According to the excerpt about Thief of Words below, whose real-life romance is the book partly based on?

Start of Excerpt to read

Her best friend Laura is still a reporter and works at the Baltimore Star-News. When the features editor, Jack DePaul, asks Laura if she knows any single women, Laura thinks of her friend Annie and badgers her until she consents to the "date." DePaul is also divorced and has just ended a love affair with another editor at the paper.

To no one's surprise, sparks fly and Jack begins to court Annie through emails. An editor usually doesn't get to write much, so Jack pours a lot of creativity into his correspondence, starting with rewriting a trip Annie had taken to Spain with her former husband.

Of course, just when it looks like our middle-aged Romeo and Juliet are going to live happily ever after, along come complications in the form of Jack's former lover and a secret Annie has been trying to hide.

Thief of Words is partly based on the real-life romance of former Charlotte Observer reporter Jody Jaffe and her husband John Muncie. (Thus the John Jaffe pseudonym.) Both divorced, they were "fixed up" on a blind date by a mutual friend. Muncie did indeed court Jaffe through letters and emails. Together they came up with the concept of "rewriting" parts of the past.

Jody Jaffe explains, "It evolved from the emails we sent each other. John sent me the Spain email and I told him it was as if the first trip to Spain (with husband number one) never happened, that when I think of Spain, I think of our trip with the flamenco dancer.

End of Excerpt to read
Start of Excerpted data

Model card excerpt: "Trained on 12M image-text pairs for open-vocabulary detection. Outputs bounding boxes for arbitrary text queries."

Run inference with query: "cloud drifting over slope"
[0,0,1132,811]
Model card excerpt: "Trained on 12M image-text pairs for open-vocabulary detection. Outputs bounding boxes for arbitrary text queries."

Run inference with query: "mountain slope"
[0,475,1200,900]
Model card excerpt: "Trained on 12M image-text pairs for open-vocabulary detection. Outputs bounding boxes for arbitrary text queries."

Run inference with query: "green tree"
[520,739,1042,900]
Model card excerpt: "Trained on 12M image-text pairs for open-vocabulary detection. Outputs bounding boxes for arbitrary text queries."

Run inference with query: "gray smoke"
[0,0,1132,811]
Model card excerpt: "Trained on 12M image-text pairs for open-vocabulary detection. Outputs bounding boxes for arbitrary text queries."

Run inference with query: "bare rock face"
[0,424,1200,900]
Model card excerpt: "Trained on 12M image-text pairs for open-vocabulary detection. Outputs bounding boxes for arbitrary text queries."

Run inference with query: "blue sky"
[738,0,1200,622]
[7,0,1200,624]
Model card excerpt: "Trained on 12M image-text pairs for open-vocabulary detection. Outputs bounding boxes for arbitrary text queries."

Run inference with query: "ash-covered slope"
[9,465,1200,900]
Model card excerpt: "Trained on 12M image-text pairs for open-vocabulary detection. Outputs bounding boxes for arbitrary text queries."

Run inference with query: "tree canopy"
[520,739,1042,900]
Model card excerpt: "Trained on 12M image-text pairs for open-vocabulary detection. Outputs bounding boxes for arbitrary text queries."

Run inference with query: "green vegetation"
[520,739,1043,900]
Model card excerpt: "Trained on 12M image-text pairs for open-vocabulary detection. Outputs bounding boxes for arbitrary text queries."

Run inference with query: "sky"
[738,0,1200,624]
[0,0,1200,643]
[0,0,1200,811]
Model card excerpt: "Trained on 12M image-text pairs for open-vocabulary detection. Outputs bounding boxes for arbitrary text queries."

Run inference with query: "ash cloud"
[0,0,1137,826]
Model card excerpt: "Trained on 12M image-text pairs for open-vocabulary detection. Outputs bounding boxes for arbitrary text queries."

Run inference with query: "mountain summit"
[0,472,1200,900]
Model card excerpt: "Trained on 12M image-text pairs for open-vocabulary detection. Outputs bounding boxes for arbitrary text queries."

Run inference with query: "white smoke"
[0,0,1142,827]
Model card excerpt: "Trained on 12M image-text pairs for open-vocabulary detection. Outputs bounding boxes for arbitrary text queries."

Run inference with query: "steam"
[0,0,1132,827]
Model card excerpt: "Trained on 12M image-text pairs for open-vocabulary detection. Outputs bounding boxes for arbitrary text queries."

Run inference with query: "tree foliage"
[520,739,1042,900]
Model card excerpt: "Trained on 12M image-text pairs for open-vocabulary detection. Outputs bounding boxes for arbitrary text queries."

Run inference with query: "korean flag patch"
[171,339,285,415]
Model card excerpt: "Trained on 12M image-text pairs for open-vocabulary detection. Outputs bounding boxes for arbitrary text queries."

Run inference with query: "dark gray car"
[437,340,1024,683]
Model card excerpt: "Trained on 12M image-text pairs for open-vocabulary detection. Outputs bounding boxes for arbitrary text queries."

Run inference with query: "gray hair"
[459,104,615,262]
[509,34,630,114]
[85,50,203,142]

End of Excerpted data

Result below: Former Charlotte Observer reporter Jody Jaffe and her husband John Muncie.